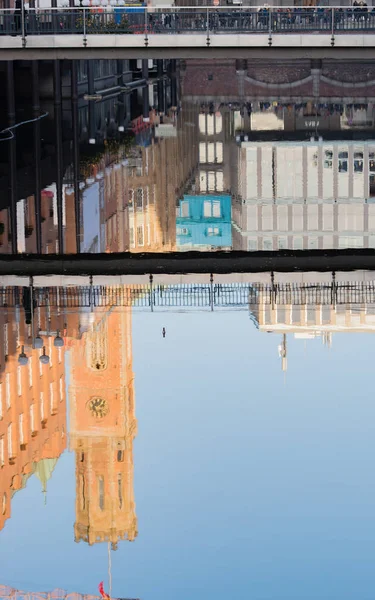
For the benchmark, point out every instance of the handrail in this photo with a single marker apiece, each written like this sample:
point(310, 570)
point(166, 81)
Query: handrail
point(209, 20)
point(175, 9)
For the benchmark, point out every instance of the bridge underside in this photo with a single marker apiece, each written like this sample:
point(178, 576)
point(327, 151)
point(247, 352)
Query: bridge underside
point(181, 46)
point(188, 262)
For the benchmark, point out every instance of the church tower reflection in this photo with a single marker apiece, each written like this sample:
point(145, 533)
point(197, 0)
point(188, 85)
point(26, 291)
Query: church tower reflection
point(103, 427)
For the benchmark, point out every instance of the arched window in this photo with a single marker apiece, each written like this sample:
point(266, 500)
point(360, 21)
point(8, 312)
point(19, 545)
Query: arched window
point(97, 348)
point(101, 491)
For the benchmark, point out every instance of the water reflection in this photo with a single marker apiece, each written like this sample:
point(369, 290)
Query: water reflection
point(81, 400)
point(102, 423)
point(177, 155)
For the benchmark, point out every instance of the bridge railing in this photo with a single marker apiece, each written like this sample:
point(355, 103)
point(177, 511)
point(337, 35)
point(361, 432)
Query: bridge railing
point(213, 20)
point(226, 295)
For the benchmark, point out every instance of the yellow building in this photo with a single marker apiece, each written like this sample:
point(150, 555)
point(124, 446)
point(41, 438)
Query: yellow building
point(156, 181)
point(102, 430)
point(32, 405)
point(313, 308)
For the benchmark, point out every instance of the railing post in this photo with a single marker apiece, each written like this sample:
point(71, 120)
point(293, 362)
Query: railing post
point(212, 292)
point(270, 16)
point(208, 27)
point(152, 293)
point(84, 28)
point(23, 32)
point(146, 25)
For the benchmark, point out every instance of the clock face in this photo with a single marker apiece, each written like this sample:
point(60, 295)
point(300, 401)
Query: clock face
point(98, 407)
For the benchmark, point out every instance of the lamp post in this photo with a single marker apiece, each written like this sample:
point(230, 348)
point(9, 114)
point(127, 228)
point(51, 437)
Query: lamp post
point(38, 344)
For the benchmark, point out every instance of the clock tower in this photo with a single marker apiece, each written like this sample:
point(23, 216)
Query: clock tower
point(102, 429)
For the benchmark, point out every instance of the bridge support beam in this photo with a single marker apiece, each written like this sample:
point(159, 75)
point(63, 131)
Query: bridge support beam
point(59, 152)
point(126, 263)
point(145, 92)
point(12, 157)
point(37, 157)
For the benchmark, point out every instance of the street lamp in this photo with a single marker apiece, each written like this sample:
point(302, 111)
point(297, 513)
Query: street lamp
point(58, 342)
point(44, 358)
point(38, 342)
point(22, 358)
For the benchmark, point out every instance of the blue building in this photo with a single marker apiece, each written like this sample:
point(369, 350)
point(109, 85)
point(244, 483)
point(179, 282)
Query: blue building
point(204, 222)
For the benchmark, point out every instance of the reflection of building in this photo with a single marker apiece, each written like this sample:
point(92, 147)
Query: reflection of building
point(8, 593)
point(102, 430)
point(204, 222)
point(156, 181)
point(310, 306)
point(305, 195)
point(32, 411)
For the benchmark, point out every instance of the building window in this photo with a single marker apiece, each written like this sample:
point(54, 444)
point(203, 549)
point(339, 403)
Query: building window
point(19, 381)
point(6, 345)
point(50, 345)
point(183, 231)
point(297, 243)
point(131, 200)
point(22, 433)
point(140, 236)
point(252, 244)
point(7, 391)
point(119, 487)
point(212, 209)
point(82, 492)
point(140, 199)
point(41, 402)
point(101, 492)
point(52, 399)
point(30, 373)
point(184, 209)
point(211, 231)
point(10, 441)
point(267, 244)
point(32, 418)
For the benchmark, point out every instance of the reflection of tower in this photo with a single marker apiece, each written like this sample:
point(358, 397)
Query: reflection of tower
point(283, 354)
point(103, 427)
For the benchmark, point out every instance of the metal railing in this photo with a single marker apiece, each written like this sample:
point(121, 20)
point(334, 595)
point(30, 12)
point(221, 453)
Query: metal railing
point(199, 296)
point(211, 20)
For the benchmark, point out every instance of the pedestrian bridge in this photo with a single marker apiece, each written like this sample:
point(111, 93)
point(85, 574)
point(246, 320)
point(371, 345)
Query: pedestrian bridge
point(84, 32)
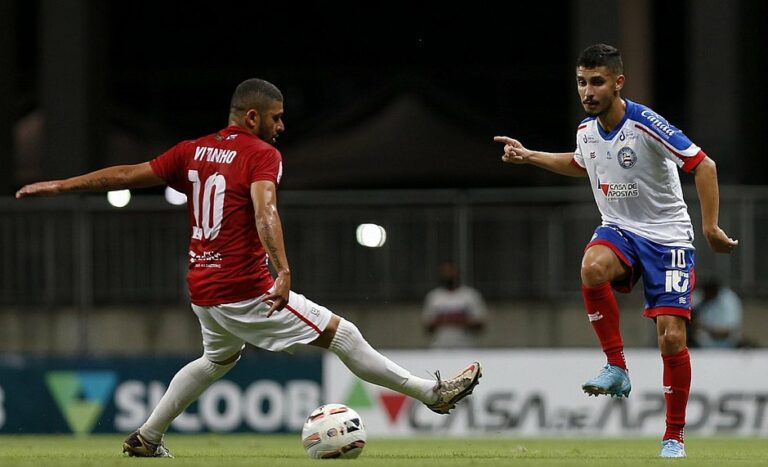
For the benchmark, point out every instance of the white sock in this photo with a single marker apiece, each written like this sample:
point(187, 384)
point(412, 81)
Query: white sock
point(184, 389)
point(371, 366)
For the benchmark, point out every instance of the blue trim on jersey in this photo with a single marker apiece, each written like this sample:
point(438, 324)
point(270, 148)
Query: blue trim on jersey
point(609, 136)
point(658, 125)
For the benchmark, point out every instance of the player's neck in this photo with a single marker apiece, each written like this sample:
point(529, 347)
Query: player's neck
point(613, 117)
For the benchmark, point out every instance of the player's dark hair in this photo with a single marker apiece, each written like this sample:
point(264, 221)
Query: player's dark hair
point(254, 93)
point(601, 55)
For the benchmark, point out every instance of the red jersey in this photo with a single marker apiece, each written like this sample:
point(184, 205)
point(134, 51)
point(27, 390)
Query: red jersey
point(227, 262)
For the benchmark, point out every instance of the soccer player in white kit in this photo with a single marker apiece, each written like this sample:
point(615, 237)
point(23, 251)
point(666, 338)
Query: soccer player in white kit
point(632, 156)
point(230, 178)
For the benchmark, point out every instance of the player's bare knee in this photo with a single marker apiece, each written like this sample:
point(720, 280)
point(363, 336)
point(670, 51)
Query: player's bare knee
point(594, 272)
point(229, 360)
point(671, 341)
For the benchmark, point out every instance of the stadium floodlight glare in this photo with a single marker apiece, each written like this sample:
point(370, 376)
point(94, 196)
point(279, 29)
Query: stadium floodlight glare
point(371, 235)
point(119, 198)
point(175, 197)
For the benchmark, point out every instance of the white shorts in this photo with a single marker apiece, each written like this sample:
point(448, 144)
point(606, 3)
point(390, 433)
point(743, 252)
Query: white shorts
point(226, 328)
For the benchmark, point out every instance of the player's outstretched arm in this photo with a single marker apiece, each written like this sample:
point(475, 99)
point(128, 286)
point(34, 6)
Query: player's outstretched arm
point(264, 197)
point(560, 163)
point(709, 198)
point(118, 177)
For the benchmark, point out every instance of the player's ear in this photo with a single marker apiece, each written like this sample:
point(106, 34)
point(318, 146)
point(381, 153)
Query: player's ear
point(619, 83)
point(253, 118)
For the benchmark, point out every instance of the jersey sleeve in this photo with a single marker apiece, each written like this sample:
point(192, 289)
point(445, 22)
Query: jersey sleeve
point(167, 165)
point(268, 165)
point(668, 141)
point(578, 157)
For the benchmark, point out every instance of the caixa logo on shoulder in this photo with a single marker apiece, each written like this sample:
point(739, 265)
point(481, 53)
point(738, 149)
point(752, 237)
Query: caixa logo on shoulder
point(88, 399)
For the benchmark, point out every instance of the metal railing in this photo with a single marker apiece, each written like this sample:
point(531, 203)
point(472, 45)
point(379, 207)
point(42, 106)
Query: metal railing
point(510, 243)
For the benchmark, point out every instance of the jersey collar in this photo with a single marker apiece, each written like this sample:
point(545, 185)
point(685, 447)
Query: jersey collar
point(609, 136)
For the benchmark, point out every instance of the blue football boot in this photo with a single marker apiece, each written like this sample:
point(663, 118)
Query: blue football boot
point(612, 381)
point(672, 448)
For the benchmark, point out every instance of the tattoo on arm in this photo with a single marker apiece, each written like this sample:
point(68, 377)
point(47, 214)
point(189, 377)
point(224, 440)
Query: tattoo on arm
point(101, 183)
point(269, 241)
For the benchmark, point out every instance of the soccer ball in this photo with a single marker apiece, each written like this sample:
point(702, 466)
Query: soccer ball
point(333, 431)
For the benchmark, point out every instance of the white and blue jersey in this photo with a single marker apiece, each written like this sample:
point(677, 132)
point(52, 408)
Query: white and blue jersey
point(633, 171)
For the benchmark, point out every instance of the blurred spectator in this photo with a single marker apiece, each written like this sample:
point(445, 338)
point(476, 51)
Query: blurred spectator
point(717, 316)
point(454, 314)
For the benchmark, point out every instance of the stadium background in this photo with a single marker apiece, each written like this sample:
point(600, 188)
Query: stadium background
point(390, 111)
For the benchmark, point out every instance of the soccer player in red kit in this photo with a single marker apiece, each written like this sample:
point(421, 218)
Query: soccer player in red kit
point(230, 179)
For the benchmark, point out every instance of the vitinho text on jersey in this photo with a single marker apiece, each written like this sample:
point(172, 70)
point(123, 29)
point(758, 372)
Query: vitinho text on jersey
point(222, 156)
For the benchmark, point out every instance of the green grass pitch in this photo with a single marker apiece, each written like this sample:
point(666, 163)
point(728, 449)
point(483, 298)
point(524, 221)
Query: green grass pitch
point(286, 450)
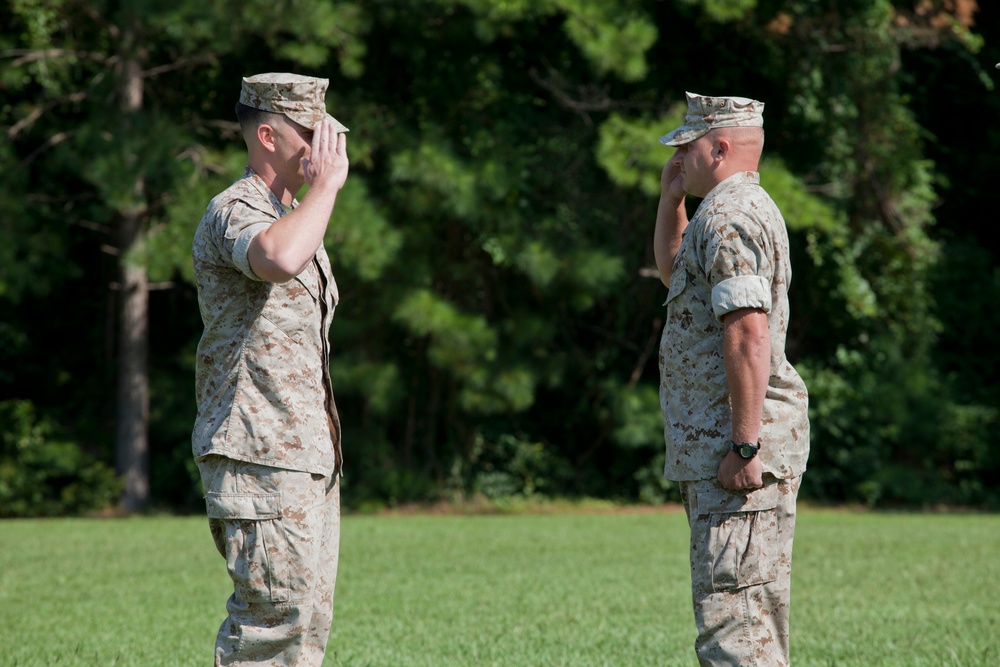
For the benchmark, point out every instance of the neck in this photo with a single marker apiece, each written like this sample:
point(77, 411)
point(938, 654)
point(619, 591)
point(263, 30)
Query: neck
point(283, 188)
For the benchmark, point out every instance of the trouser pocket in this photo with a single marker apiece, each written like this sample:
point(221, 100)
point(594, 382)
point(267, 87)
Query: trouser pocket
point(249, 531)
point(744, 549)
point(735, 538)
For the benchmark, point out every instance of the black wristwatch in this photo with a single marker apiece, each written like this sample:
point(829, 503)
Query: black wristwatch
point(746, 450)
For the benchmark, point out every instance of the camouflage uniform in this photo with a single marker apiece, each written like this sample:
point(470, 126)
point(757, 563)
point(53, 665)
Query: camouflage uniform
point(267, 434)
point(734, 255)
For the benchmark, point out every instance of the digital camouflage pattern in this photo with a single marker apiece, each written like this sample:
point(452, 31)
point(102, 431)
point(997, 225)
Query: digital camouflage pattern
point(262, 375)
point(707, 113)
point(734, 254)
point(300, 98)
point(279, 531)
point(741, 566)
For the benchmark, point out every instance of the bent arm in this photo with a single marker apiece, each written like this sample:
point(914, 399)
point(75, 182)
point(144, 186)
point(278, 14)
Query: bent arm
point(671, 220)
point(282, 251)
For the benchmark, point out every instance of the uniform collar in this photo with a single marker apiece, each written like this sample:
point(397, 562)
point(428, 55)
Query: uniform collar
point(737, 179)
point(258, 184)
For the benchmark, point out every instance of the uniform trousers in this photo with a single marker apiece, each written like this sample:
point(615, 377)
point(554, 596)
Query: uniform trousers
point(279, 532)
point(741, 567)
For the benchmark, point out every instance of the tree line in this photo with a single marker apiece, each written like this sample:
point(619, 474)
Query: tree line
point(500, 317)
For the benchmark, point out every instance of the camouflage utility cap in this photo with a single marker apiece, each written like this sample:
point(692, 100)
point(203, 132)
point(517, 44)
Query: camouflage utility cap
point(708, 113)
point(300, 98)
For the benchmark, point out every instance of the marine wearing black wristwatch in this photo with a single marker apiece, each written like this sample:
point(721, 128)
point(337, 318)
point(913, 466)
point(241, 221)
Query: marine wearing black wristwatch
point(746, 450)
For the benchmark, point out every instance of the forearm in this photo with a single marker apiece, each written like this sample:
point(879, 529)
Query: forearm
point(747, 355)
point(671, 221)
point(280, 252)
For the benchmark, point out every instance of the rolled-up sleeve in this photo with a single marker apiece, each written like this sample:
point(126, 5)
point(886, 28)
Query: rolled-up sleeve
point(243, 223)
point(741, 292)
point(739, 265)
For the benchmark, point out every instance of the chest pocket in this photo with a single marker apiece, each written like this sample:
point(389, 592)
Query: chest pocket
point(678, 282)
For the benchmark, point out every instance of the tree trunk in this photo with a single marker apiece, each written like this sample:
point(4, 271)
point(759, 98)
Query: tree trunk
point(132, 433)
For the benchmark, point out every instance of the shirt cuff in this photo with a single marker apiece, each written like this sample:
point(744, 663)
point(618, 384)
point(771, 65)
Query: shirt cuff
point(741, 292)
point(242, 246)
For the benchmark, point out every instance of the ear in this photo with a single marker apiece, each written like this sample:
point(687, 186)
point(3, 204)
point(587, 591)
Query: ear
point(266, 137)
point(722, 148)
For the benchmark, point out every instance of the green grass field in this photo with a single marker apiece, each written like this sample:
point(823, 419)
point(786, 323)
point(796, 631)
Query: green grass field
point(526, 590)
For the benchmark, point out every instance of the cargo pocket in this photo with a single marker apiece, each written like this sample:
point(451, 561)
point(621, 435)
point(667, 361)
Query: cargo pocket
point(254, 542)
point(743, 537)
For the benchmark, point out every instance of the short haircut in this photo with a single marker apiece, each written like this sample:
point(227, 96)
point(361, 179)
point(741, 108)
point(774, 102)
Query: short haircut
point(251, 118)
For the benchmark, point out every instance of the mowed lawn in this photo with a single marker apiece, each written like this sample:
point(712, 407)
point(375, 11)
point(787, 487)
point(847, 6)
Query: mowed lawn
point(572, 589)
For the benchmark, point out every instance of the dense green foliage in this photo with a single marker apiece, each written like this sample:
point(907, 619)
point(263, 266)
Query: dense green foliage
point(577, 590)
point(498, 327)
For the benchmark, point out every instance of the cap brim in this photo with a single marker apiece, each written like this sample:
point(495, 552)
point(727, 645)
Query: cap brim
point(685, 134)
point(311, 120)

[Work to be completed]
Edit the stretch of records from the line containing "the bridge railing" through the line containing "point(98, 407)" by replacing "sample" with "pattern" and changing nothing else. Return only those lines.

[Reply]
For the benchmark, point out every instance of the bridge railing in this photo with a single marker apiece, each written like this pattern:
point(355, 103)
point(177, 511)
point(337, 35)
point(361, 432)
Query: bridge railing
point(213, 20)
point(226, 295)
For the benchmark, point out every instance of the yellow building in this photo with a single marker apiece, each written like this pattern:
point(150, 555)
point(124, 446)
point(41, 438)
Query: yellow building
point(156, 181)
point(102, 430)
point(32, 405)
point(313, 308)
For the benchmark, point out every instance of the railing post in this photo with a single marker apiece, each written like this pattern:
point(71, 120)
point(293, 362)
Query: railing post
point(212, 292)
point(270, 16)
point(208, 27)
point(152, 293)
point(84, 28)
point(23, 32)
point(146, 25)
For the benchmark, point out every instance of the clock face in this photo with a single marker apiece, each written like this pattern:
point(60, 295)
point(300, 401)
Query: clock face
point(98, 407)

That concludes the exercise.